Aguilar, a clinical instructor with the Curry School of Education’s communication disorders program for less than a year at the time, provided 58 patients at the free clinic with practically free hearing aids.
For the past five years, with the help of scores of volunteers, Lions Club branches, various company sponsors and the Wise health department, U.Va. has set up the summer clinic at the Wise County fairgrounds — this year it will be held July 29-31 — to bring basic health care to hundreds of uninsured residents.
At the RAM clinic, patients were getting hearing tests and seeing an ear-nose-and-throat doctor, who would recommend whether or not they needed hearing aids. But Dalton said she began to realize the same patients were coming back the next year — and soon discovered they weren’t able to get the hearing aids locally.
Barely a week before the team headed to Wise last summer, Dalton was still looking for someone to find a way to get those people the hearing aids they needed. A RAM volunteer who had recently met Aguilar thought she might be willing to help, and Aguilar answered the call.
She sprang into action, starting by soliciting audiology students from James Madison University. U.Va. has a program for speech pathologists, and the two schools frequently work together. Audiologists focus on diagnosing hearing-related problems, as well as properly fitting hearing aids; speech pathologists screen for possible hearing deficits, going into local schools and working in clinics such as the one U.Va. runs, providing not only a medical service to the community, but also a working environment that enhances the education of students.

What needs to be done:
Decide whether each statement agrees with the clinic article. Answer yes or no for each, and quote the words of the article that settle it. 1. U.Va. has set up the summer clinic for the past ten years. 2. Aguilar provided hearing aids to 58 patients at the free clinic. 3. Aguilar began by soliciting audiology students from U.Va.

Input data:
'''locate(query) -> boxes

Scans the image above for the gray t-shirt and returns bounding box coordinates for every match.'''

Answer space:
1. No: "For the past five years"
2. Yes: "provided 58 patients at the free clinic with practically free hearing aids"
3. No: "soliciting audiology students from James Madison University"